GOAL OF THE EXERCISE: After locating the line with "Target: grassy field" in the data that follows, return it and every later line exactly, up to and including the line with "Target: leafy tree".

DATA EXTRACTS:
········

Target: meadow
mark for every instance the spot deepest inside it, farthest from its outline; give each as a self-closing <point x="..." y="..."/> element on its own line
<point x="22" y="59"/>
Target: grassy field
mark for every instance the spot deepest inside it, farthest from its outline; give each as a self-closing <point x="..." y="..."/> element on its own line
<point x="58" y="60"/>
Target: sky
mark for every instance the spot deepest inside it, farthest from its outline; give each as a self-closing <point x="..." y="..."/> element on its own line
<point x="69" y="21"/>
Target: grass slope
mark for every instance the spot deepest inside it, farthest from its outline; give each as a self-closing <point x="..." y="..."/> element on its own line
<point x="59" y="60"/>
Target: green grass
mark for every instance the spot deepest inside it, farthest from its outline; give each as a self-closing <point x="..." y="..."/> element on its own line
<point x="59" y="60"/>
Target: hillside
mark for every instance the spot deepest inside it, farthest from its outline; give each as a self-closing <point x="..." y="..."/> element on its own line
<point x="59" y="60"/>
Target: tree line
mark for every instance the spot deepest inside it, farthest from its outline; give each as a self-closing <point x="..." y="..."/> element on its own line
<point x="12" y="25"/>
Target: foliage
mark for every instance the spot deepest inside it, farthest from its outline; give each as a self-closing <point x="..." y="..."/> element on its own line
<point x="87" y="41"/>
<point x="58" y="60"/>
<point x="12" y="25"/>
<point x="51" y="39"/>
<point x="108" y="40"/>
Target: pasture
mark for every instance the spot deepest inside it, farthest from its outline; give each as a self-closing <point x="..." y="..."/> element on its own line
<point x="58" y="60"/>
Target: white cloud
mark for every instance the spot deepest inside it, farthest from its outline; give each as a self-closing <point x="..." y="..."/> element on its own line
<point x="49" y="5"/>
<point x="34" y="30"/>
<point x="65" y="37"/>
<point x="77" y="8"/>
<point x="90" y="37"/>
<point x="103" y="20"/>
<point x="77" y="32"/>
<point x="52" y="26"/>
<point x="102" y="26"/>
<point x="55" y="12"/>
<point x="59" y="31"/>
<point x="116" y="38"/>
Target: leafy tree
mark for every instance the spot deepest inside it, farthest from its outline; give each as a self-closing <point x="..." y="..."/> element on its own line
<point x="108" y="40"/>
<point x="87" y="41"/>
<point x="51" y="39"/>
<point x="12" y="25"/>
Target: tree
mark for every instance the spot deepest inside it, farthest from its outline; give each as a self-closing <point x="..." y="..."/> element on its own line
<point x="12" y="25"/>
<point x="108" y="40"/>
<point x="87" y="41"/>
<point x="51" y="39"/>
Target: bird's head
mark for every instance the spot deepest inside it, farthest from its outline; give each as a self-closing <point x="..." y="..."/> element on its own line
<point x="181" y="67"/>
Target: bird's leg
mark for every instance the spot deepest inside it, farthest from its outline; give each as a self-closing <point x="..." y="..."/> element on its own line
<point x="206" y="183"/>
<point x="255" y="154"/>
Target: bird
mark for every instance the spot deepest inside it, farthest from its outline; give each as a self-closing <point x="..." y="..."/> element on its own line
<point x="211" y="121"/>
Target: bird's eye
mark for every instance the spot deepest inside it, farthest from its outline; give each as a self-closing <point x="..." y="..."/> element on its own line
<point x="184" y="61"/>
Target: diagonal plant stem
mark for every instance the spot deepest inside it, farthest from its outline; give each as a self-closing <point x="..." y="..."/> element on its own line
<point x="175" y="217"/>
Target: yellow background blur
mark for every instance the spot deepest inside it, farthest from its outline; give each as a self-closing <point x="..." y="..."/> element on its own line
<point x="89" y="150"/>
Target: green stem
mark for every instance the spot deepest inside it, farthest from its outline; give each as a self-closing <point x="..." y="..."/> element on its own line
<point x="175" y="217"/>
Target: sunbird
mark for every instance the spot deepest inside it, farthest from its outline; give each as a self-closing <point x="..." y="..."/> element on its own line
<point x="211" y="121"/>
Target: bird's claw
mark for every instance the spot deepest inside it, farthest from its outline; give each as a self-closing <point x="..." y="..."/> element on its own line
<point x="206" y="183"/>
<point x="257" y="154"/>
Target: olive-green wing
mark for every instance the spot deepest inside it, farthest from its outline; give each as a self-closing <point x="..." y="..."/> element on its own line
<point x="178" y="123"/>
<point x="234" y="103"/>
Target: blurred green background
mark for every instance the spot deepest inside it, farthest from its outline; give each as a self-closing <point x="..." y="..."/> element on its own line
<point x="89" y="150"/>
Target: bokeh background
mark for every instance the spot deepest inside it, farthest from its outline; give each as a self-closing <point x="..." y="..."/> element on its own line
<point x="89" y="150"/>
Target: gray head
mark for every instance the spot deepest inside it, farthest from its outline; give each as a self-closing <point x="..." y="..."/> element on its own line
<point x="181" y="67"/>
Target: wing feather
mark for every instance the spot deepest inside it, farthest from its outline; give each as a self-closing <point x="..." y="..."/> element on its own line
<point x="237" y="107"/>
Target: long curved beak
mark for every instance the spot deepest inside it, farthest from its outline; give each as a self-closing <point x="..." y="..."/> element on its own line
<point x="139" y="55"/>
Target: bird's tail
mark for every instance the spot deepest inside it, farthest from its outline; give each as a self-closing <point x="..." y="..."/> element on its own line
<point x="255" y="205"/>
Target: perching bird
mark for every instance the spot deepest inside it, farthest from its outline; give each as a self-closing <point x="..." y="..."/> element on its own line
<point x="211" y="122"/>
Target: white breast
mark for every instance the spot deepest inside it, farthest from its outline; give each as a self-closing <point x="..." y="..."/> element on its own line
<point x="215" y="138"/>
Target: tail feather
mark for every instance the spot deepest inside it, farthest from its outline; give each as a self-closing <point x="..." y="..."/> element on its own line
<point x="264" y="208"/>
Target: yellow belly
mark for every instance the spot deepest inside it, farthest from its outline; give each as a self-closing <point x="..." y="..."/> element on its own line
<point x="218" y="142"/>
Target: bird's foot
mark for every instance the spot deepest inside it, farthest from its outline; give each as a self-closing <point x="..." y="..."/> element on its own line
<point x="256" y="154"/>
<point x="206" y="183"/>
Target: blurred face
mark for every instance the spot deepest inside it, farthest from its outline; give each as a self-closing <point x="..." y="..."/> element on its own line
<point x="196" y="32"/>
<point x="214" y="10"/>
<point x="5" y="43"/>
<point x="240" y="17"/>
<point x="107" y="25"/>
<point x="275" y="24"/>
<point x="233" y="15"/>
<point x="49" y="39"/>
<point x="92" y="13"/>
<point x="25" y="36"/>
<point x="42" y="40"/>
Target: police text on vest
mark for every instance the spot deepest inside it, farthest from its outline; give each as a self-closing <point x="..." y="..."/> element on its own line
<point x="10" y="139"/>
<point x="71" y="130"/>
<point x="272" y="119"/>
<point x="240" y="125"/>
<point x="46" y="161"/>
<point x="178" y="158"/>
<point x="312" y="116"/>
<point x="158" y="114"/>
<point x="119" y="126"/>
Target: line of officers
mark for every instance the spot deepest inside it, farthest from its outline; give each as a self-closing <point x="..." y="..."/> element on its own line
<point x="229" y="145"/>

········

SOLUTION FOR THIS TASK:
Target: grassy field
mark for every instance the spot deepest inside it, farthest from its outline; give each as a self-closing <point x="..." y="..."/> element on its own line
<point x="58" y="60"/>
Target: sky
mark for every instance the spot deepest inside it, farthest from its outline; give each as a self-closing <point x="..." y="..."/> element on its own line
<point x="69" y="21"/>
Target: grass slope
mark for every instance the spot deepest inside it, farthest from its outline; give each as a self-closing <point x="..." y="..."/> element on its own line
<point x="59" y="60"/>
Target: green grass
mark for every instance the spot deepest inside it, farthest from its outline; give each as a self-closing <point x="..." y="..."/> element on its own line
<point x="59" y="60"/>
Target: hillside
mark for every instance the spot deepest inside it, farthest from its outline; give each as a self-closing <point x="..." y="..."/> element on its own line
<point x="59" y="60"/>
Target: tree line
mark for every instance the spot deepest inside it, farthest from its outline; give each as a self-closing <point x="..." y="..."/> element on its own line
<point x="12" y="25"/>
Target: foliage
mark for every instance the spot deepest inside it, farthest from its outline; give each as a self-closing <point x="..." y="..."/> element on its own line
<point x="87" y="41"/>
<point x="58" y="60"/>
<point x="12" y="25"/>
<point x="51" y="39"/>
<point x="108" y="40"/>
Target: pasture
mark for every instance the spot deepest inside it, farthest from its outline; give each as a self-closing <point x="..." y="..."/> element on its own line
<point x="58" y="60"/>
Target: white cloud
mark for every instance the spot deepest inside it, farthest from its outline; give each as a self-closing <point x="..." y="..."/> element on its own line
<point x="49" y="5"/>
<point x="34" y="30"/>
<point x="65" y="37"/>
<point x="77" y="8"/>
<point x="90" y="37"/>
<point x="103" y="20"/>
<point x="77" y="32"/>
<point x="52" y="26"/>
<point x="102" y="26"/>
<point x="55" y="12"/>
<point x="59" y="31"/>
<point x="116" y="38"/>
Target: leafy tree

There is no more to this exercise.